THE RECORDS:
================

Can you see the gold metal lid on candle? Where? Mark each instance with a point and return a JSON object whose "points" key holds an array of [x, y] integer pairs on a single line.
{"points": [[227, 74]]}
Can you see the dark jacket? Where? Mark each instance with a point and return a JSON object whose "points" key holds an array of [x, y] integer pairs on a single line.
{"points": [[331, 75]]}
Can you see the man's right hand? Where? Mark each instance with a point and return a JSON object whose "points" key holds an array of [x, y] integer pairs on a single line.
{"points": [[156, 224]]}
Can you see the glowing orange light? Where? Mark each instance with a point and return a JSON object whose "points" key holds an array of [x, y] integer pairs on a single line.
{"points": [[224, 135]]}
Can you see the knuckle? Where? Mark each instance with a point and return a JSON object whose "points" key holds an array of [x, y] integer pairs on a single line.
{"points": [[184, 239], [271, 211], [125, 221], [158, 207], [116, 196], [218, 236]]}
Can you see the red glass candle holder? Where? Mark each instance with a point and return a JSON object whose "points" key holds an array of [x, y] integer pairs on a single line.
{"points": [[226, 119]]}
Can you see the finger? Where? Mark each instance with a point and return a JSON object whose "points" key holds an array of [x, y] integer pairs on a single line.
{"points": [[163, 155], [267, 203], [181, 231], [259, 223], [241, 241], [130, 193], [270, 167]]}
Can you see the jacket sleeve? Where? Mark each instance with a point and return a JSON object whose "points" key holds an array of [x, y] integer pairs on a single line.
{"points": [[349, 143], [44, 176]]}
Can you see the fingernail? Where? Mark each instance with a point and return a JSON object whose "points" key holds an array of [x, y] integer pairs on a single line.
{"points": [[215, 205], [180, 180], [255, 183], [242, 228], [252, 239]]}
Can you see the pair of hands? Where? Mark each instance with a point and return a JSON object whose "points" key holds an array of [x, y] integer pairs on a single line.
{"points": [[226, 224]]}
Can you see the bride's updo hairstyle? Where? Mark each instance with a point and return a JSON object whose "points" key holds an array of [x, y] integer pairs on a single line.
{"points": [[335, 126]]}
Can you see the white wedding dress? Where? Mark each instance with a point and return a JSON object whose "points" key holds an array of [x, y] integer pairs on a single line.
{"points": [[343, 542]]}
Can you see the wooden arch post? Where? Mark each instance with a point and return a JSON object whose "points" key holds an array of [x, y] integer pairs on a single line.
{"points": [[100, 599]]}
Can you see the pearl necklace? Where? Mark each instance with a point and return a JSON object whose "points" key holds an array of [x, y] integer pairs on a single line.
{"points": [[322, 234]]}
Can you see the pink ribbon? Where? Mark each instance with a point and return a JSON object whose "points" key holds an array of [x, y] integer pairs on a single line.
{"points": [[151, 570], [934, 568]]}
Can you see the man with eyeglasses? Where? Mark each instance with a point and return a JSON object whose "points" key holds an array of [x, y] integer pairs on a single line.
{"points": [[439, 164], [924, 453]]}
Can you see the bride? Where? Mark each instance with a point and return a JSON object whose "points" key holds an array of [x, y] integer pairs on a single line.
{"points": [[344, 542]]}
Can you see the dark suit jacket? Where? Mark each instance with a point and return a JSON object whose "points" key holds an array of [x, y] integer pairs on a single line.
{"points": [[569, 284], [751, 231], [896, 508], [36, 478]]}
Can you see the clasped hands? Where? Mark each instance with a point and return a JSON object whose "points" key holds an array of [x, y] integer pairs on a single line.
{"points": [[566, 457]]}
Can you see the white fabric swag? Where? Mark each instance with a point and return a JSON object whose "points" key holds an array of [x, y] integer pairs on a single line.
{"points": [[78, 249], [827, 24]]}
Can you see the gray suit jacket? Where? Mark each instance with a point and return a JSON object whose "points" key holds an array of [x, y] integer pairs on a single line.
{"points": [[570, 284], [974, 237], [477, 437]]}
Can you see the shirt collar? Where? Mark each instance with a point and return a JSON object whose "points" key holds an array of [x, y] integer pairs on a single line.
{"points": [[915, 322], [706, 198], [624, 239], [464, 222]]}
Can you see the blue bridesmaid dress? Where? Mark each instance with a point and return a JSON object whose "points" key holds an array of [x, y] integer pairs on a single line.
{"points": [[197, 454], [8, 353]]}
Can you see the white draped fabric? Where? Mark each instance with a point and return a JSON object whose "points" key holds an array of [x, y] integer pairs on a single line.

================

AIM OF THE TASK:
Everything in the listing needs to be duplicated exactly, line for line.

RESPONSE AREA:
Can you see the gold metal lid on candle? Where? Mark each instance with a point and return a JSON object whose "points" key holds an array of [x, y] integer pairs on a single line.
{"points": [[227, 74]]}
Can you see the dark jacket? Where? Mark each instance with a point and return a JSON object whose "points" key holds an array of [x, y] integer pairs on a single line.
{"points": [[331, 75]]}
Can you see the man's right hand? Where? Mark each instance with a point and return a JSON object whose "points" key holds an array of [x, y] integer pairs on a single line.
{"points": [[156, 224]]}
Can you see the glowing orange light? Where? Mark each instance with a point and return a JSON object whose "points" key holds an array of [x, y] integer pairs on a single line.
{"points": [[224, 135]]}
Can you see the knuckle? Where? Mark each instance with a point and return a JSON object whose "points" key holds an array of [x, y] integer pairs on a single line.
{"points": [[184, 239], [271, 211], [125, 221], [158, 207], [116, 196], [218, 236]]}
Can you see the red glass candle holder? Where? Mark each instance with a point and return a JSON object whose "points" key holds an array of [x, y] integer pairs on a single line.
{"points": [[226, 119]]}
Can you see the finger? Where? Mark each instance with a point and return a JSON object whose "points" key holds an array of [x, y] integer pairs on a single line.
{"points": [[163, 155], [267, 203], [181, 231], [259, 223], [241, 241], [130, 193], [270, 167]]}
Can you see the jacket sleeve? Where? Mark each instance with a point and return a JSON object whose "points" key holds an array of [x, y] integer pairs on a single line.
{"points": [[349, 143], [44, 176]]}
Can you see the fingernail? Where? Mark each instance with a point and return a JSON object whose "points" key holds an array of [x, y] integer pairs on a single line.
{"points": [[215, 205], [180, 180], [255, 183], [242, 228], [252, 239]]}
Can you see the pair of hands? Where? Mark each instance with a point and return a JSON object whose "points" key holds an array of [x, y] integer pairs on a single line.
{"points": [[226, 224]]}
Can you see the bride's updo hairstyle? Where? Mark each instance with a point and return a JSON object whose "points" key holds an array of [x, y] integer pairs on a single line.
{"points": [[335, 126]]}
Can you see the white wedding dress? Where? Mark each instance with a point and return a JSON object whose "points" key holds an array of [x, y] integer pairs on a single line.
{"points": [[343, 542]]}
Can you see the wooden arch post? Where? Mark each instance with a point and return a JSON object whose "points" key holds an array of [x, y] integer pairs on a single line.
{"points": [[100, 599]]}
Can you see the pearl necklace? Where? Mark each instance with a point and return a JSON object whose "points" key holds an array of [x, y] integer pairs on a single line.
{"points": [[322, 234]]}
Can you see the pink ribbon? Where? Mark each instance with a point and return a JSON object whose "points" key holds an array of [x, y] integer pairs on a single line.
{"points": [[151, 570], [934, 568]]}
Can you see the man with eyeglasses? Where? Mark each instance with a point and return a JSON object whose "points" key holds an array of [x, y] integer pairs on a single line.
{"points": [[439, 164], [924, 453]]}
Can you see the bride? Where? Mark each instance with a point and return a JSON object whose "points" key holds an array of [x, y] integer pairs on a single line.
{"points": [[344, 542]]}
Can you see the dark suit jacket? Where? Mark each instance with a point and return a JSON object whose "points" key holds an array of [x, y] integer pairs on a single line.
{"points": [[569, 284], [751, 231], [896, 508], [36, 478]]}
Can you see the clasped hands? Where? Mark each instance with a point and return a JSON object whose "points" key holds an array of [x, y] integer pairs on a single line.
{"points": [[566, 457]]}
Can you see the white fabric swag? Where? Mark each instance with a point and return a JSON object whose "points" key holds an array of [x, y] integer pairs on a single line.
{"points": [[78, 249], [827, 24]]}
Can you see the gray suit jacket? Where? Mark each instance with a point and return a JSON object whose "points" key holds an array of [x, y] integer pairs on a single line.
{"points": [[570, 284], [974, 237], [477, 437]]}
Can you see the shirt collar? Where? Mark each instance with a point and return a JSON object whose "points" key holds an array of [x, y] integer pairs on a single line.
{"points": [[915, 322], [706, 198], [624, 239], [464, 222]]}
Can you see the blue bridesmaid dress? Where? Mark each instance with a point and return a JSON object whose "points" key holds an array of [x, y] integer pairs on a single line.
{"points": [[197, 454], [8, 353]]}
Can you see the white draped fabric? Where? Mark each instance with a point and return a JSON object whose "points" key holds an array of [x, y] integer pairs on a single line.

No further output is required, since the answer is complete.